Material for the task:
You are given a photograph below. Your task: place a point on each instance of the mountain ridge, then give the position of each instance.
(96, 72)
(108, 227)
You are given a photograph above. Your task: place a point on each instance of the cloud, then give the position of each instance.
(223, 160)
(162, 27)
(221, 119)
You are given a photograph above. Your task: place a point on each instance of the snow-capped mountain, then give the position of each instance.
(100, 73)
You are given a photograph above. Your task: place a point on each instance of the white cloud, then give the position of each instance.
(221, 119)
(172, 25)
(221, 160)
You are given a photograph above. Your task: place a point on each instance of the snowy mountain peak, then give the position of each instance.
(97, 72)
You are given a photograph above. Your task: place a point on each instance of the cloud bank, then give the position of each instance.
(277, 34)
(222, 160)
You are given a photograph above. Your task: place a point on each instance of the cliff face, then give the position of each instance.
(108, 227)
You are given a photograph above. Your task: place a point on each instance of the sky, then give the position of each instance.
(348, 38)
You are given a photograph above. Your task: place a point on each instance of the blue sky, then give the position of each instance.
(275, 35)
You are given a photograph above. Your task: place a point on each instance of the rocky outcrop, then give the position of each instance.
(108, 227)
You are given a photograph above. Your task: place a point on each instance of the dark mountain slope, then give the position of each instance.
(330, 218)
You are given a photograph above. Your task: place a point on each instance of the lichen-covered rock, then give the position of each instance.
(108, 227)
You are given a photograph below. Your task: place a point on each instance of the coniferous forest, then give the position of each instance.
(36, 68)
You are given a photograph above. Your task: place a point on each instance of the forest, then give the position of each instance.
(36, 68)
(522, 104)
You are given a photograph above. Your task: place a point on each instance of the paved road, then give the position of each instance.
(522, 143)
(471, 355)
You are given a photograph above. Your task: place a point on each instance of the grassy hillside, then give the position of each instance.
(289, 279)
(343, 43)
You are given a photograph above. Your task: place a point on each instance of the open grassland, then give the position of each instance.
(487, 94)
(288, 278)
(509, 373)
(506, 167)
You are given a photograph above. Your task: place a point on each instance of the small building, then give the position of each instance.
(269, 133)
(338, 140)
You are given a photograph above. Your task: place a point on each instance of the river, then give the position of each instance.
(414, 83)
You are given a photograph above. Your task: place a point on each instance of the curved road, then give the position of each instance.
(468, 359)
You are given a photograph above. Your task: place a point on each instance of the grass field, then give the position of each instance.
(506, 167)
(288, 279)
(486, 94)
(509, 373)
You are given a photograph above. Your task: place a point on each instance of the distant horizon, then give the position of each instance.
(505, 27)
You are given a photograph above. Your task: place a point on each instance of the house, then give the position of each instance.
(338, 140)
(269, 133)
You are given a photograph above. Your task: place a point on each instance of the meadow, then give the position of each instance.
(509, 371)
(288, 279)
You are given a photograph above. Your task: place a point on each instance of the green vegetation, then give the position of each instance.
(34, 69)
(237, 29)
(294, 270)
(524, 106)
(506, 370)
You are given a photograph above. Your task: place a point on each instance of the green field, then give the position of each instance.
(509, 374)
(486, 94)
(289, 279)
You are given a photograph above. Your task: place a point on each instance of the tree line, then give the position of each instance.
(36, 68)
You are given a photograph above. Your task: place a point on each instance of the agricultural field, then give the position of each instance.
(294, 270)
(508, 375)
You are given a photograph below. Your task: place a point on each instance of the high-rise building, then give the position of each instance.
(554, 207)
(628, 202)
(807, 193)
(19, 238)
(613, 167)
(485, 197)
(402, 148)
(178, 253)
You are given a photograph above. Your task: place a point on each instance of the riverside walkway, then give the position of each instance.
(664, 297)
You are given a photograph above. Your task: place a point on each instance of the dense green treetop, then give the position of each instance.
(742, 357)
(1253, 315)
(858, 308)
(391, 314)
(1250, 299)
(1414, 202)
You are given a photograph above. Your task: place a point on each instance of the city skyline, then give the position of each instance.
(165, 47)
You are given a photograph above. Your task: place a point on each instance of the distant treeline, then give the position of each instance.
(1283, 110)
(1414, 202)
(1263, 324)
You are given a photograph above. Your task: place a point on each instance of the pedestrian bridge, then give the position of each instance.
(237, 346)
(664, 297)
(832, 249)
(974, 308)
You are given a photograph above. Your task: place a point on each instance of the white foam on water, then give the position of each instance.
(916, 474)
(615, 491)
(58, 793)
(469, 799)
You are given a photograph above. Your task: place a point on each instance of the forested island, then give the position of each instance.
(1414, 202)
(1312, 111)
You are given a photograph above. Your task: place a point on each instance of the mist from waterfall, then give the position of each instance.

Aim of the task: Copy every entry exactly. Leave nothing out.

Problem solution:
You are given a photograph below. Your task: place a point on each instance of the mountain ridge, then give the position of each instance.
(96, 72)
(108, 227)
You are given a photograph above. Your task: place a point on each instance of the cloud, then give the position of each instance.
(223, 160)
(162, 27)
(221, 119)
You are given a photograph above. Your task: place a point on each instance of the snow-capped mountain, then give the position of each instance.
(100, 73)
You are given a photograph above. Your task: place a point on each instance of the white cloud, then give the position of each instance.
(221, 119)
(172, 25)
(221, 160)
You are given a photograph above. Your task: place a point on each instance of the snowy mountain peak, then give the position of each instance.
(97, 72)
You are given a photograph above. Your task: place a point on each instance of the cloud bank, then give the position of each instance.
(277, 34)
(222, 160)
You are given a photograph above. Your task: place a point on each instance of the cliff face, then give the position of each instance.
(108, 227)
You are given a photograph above. Your task: place a point on each instance of the sky, then give the position of each instance.
(348, 38)
You are given a photograph above. Your task: place a point on each instance of the blue sky, then give the position of each instance.
(275, 35)
You are given a photograph above. Your task: place a point on each instance of the rocky outcrop, then give the position of each instance.
(108, 227)
You are given a photograph above. Your task: place a point on each instance of the dark mountain slope, then give the position of each instance.
(330, 218)
You are given a photograph above. Your task: place a point on each instance of the lichen-covered rock, then give the position of each instance.
(108, 227)
You are given a photograph below. Your task: place a point on each instance of the coniferous forest, then give the position of each instance.
(36, 68)
You are given a photograph above. Your task: place a point on each instance of the forest, then give the position of each instance.
(36, 68)
(522, 104)
You are given a photograph above. Your task: place a point on each instance of the paved road, then give the position of each instance.
(522, 143)
(471, 355)
You are given a photograph above. Your task: place a point on each instance of the grassy hillside, then give the position of each instance.
(289, 279)
(343, 43)
You are given a photograph above. Your task: place a point on each instance of the open grassland, then give the position of each instance.
(487, 94)
(288, 278)
(509, 373)
(506, 167)
You are given a photograph above. Your task: place a point on each instance of the small building, then give the position of each instance.
(269, 133)
(338, 140)
You are given a photograph above. Your task: place a point on each instance of the river, then give the position of each instance.
(414, 83)
You are given a photograph above. Your task: place a point on each instance of the curved road, then give the position of each instance.
(468, 359)
You are given a photograph above. Your task: place a point on each instance of the grass field, then give the position of each instance.
(506, 167)
(288, 279)
(486, 94)
(509, 373)
You are given a photograph above. Your task: place a point on each instance of the distant horizon, then give the position of each instance.
(505, 27)
You are given a photograph above. Your task: place a point on each instance of the house, then give the position of each instance.
(338, 140)
(269, 133)
You are given a photograph above. Your task: place a point on each instance of the meadow, then give the position of each instance.
(509, 371)
(288, 279)
You are given a photograph above. Your task: place a point on each instance of the green vegetation, then give the position of each instance.
(34, 69)
(237, 29)
(294, 270)
(524, 106)
(506, 370)
You are given a photograph above. Your task: place a point on each instance of the green field, then give the position of each instance.
(509, 374)
(486, 94)
(289, 279)
You are given a photograph above. Your task: place a point on each instance of the tree line, then give the position of each instance.
(36, 68)
You are given a photograph above. Your task: place a point on each instance of the agricultural field, then give the position of each instance.
(294, 270)
(508, 375)
You are given a photograph below. Your task: place a point on each instance of the high-rise building, then give the position of each instance.
(554, 207)
(628, 202)
(807, 193)
(19, 238)
(613, 167)
(485, 197)
(402, 148)
(178, 253)
You are given a photograph above. Your task: place a point on each instance of the riverside walkway, then give the position of each instance.
(664, 297)
You are given a photograph above. Your task: place a point on each instance of the dense green treetop, then give the position of each instance.
(742, 357)
(1253, 315)
(858, 308)
(391, 314)
(1250, 299)
(1414, 202)
You are given a photograph above. Your task: place a point on each instance of the city skyline, then give the position of each instance.
(165, 47)
You are given a photograph above. Your task: place a point on each instance of the distant treeline, then give the position of each instance.
(1283, 110)
(1414, 202)
(1263, 324)
You are given a photograph above. Your task: place a point on each instance of the pedestrian bridge, then give the position of each instance.
(237, 346)
(664, 297)
(832, 249)
(974, 308)
You are given a photograph above. Your task: place a point on each instance of the white foam on water, then give the position of each instance.
(916, 474)
(615, 491)
(58, 793)
(469, 799)
You are given a photograph above. Your task: place a point on each instance of the forested island, then give the position of each instance.
(1414, 202)
(1312, 111)
You are given a photograph above. Your task: place a point on each instance of the mist from waterfall, then give the position of each instance.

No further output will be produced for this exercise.